Excerpt from a dataset:
[start]

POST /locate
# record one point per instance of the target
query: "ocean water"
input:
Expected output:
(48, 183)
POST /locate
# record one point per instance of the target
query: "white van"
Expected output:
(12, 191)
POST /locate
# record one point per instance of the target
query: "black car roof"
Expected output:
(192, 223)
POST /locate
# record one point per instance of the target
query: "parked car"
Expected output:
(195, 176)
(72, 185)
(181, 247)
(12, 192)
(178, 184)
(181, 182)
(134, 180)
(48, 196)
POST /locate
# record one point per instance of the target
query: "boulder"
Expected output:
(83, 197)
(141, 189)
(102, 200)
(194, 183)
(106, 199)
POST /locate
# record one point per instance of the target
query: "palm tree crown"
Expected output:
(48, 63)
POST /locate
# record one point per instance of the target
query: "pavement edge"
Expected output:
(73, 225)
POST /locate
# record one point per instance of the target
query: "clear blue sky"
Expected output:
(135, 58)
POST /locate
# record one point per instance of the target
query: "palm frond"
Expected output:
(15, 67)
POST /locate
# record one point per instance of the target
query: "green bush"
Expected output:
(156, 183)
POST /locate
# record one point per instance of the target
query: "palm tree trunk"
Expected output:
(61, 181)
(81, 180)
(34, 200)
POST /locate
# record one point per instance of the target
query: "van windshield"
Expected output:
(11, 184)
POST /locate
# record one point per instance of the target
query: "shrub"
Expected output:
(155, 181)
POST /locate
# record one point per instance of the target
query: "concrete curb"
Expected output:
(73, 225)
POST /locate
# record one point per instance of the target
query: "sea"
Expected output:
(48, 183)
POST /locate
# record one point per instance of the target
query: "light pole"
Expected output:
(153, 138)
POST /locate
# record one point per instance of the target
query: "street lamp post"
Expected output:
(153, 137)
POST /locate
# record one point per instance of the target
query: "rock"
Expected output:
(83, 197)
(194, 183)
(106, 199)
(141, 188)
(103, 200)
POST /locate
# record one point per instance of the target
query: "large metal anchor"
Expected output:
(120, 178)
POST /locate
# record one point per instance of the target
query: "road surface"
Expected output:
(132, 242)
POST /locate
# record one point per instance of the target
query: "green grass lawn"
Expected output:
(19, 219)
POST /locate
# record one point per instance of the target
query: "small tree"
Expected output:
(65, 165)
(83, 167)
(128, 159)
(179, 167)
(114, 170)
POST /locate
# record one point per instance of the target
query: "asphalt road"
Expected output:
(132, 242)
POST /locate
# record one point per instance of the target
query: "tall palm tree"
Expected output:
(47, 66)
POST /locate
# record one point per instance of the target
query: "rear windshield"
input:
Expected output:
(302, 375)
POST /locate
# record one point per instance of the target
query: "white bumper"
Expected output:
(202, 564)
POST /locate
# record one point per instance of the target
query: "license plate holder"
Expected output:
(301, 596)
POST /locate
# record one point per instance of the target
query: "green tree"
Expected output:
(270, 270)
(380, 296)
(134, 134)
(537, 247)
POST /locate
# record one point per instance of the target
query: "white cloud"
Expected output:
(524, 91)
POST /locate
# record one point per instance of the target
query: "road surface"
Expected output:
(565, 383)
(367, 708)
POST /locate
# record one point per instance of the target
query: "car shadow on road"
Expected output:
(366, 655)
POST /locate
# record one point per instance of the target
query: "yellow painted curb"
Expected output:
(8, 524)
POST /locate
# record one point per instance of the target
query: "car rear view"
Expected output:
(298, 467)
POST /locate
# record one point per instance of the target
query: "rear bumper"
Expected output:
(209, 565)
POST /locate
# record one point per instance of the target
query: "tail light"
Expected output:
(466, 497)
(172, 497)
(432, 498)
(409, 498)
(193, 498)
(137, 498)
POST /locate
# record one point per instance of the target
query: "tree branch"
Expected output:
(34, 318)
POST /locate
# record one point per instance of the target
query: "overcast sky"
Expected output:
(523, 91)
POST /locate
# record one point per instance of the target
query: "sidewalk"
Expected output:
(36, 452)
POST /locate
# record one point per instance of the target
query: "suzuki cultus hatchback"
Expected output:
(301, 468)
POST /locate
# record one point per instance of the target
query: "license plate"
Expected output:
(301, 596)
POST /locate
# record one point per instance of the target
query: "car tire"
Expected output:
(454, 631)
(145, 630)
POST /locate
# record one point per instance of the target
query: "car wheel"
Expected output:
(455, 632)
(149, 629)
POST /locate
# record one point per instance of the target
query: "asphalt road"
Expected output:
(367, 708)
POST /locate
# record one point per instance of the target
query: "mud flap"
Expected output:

[end]

Task statement:
Reproduce the material above, every line of it, exactly.

Exercise response:
POST /locate
# record one point per instance of the target
query: "ocean water"
input:
Expected output:
(48, 183)
POST /locate
# record one point per instance of the target
query: "white van"
Expected output:
(12, 191)
POST /locate
# record one point per instance of the target
query: "black car roof"
Expected output:
(192, 223)
POST /locate
# record one point per instance of the target
query: "parked car"
Expected output:
(195, 176)
(72, 185)
(181, 247)
(12, 192)
(178, 184)
(181, 182)
(134, 180)
(48, 196)
POST /locate
# record one point per instance of the target
query: "boulder"
Expected output:
(83, 197)
(141, 189)
(102, 200)
(194, 183)
(106, 199)
POST /locate
# record one point per instance of the target
query: "palm tree crown"
Expected output:
(48, 63)
POST /locate
# record one point per instance of the target
query: "pavement edge"
Expected output:
(73, 225)
POST /locate
# record one point per instance of the target
query: "clear blue sky"
Expected output:
(135, 58)
POST /locate
# record one point per instance of the target
query: "palm frond"
Expected output:
(15, 67)
POST /locate
# record one point per instance of the target
query: "green bush"
Expected output:
(156, 183)
POST /locate
# record one point per instance of the target
query: "palm tree trunk"
Expected output:
(61, 181)
(81, 180)
(34, 200)
POST /locate
# record one point per instance of the target
query: "van windshield"
Expected output:
(11, 184)
POST /locate
# record one point per instance of the target
query: "shrub"
Expected output:
(155, 181)
POST /locate
# record one point per instance of the target
query: "concrete curb"
Expected output:
(73, 225)
POST /locate
# record one point per instance of the target
query: "sea"
Expected output:
(48, 183)
POST /locate
# record one point per instance of the target
query: "light pole"
Expected output:
(153, 138)
POST /locate
# record one point per instance of the target
query: "street lamp post"
Expected output:
(153, 137)
POST /locate
# record one point per instance of the target
query: "rock"
Expected output:
(83, 197)
(194, 183)
(106, 199)
(141, 188)
(103, 200)
POST /locate
# record one point per instance of the target
query: "large metal anchor"
Expected output:
(120, 178)
POST /locate
# record one point per instance of the target
query: "road surface"
Expected output:
(132, 242)
POST /locate
# record one point per instance of the target
query: "green grass lawn"
Expected output:
(19, 219)
POST /locate
# record one point per instance of the target
query: "small tree"
Expected output:
(65, 165)
(83, 167)
(128, 159)
(179, 167)
(114, 170)
POST /locate
# record one point per instance of the target
query: "asphalt road"
Expected output:
(132, 242)
POST /locate
# record one point per instance of the target
query: "tall palm tree"
Expected output:
(47, 66)
POST /locate
# record one point per instance of the target
query: "rear windshield"
input:
Expected output:
(302, 375)
POST /locate
# record one point per instance of the target
query: "white bumper"
Expected output:
(202, 564)
POST /locate
# record one point per instance of the target
query: "license plate holder"
Expected output:
(301, 596)
POST /locate
# record one point per instance of the target
query: "green tree"
Expected output:
(270, 270)
(380, 296)
(134, 134)
(537, 247)
POST /locate
# record one point per instance of the target
query: "white cloud"
Expected output:
(524, 91)
POST /locate
# record one point per instance of the target
query: "road surface"
Expected output:
(565, 383)
(367, 708)
POST /locate
# record one point per instance of the target
query: "car shadow on road"
Expected output:
(366, 655)
POST /locate
# record one point per instance of the target
query: "yellow painted curb"
Expected output:
(8, 524)
POST /locate
# record one point per instance of the target
query: "car rear view"
Expected output:
(298, 467)
POST /locate
# record one point per instance of the target
query: "rear bumper"
Expected output:
(209, 565)
POST /locate
# record one point per instance of the target
query: "tail light"
Expected output:
(466, 497)
(172, 497)
(432, 498)
(409, 498)
(193, 498)
(137, 498)
POST /locate
# record one point per instance of the target
query: "tree branch"
Expected output:
(34, 318)
POST /locate
# record one point per instance of the target
query: "overcast sky"
Expected output:
(523, 91)
POST /locate
# record one point per instance of the target
query: "sidewalk"
Expected output:
(36, 452)
POST /locate
# record one point per instance of the target
query: "suzuki cultus hatchback"
Expected output:
(301, 468)
POST /locate
# record one point per instance of the target
query: "license plate"
Expected output:
(301, 596)
POST /locate
# record one point per instance of the target
query: "car tire"
Expected output:
(454, 631)
(145, 630)
POST /locate
# record one point per instance of the target
query: "car wheel"
Expected output:
(455, 632)
(149, 629)
POST /locate
# record one point per instance of the target
query: "asphalt road"
Expected output:
(367, 708)
POST /locate
# record one point per instance of the target
query: "mud flap"
Expected output:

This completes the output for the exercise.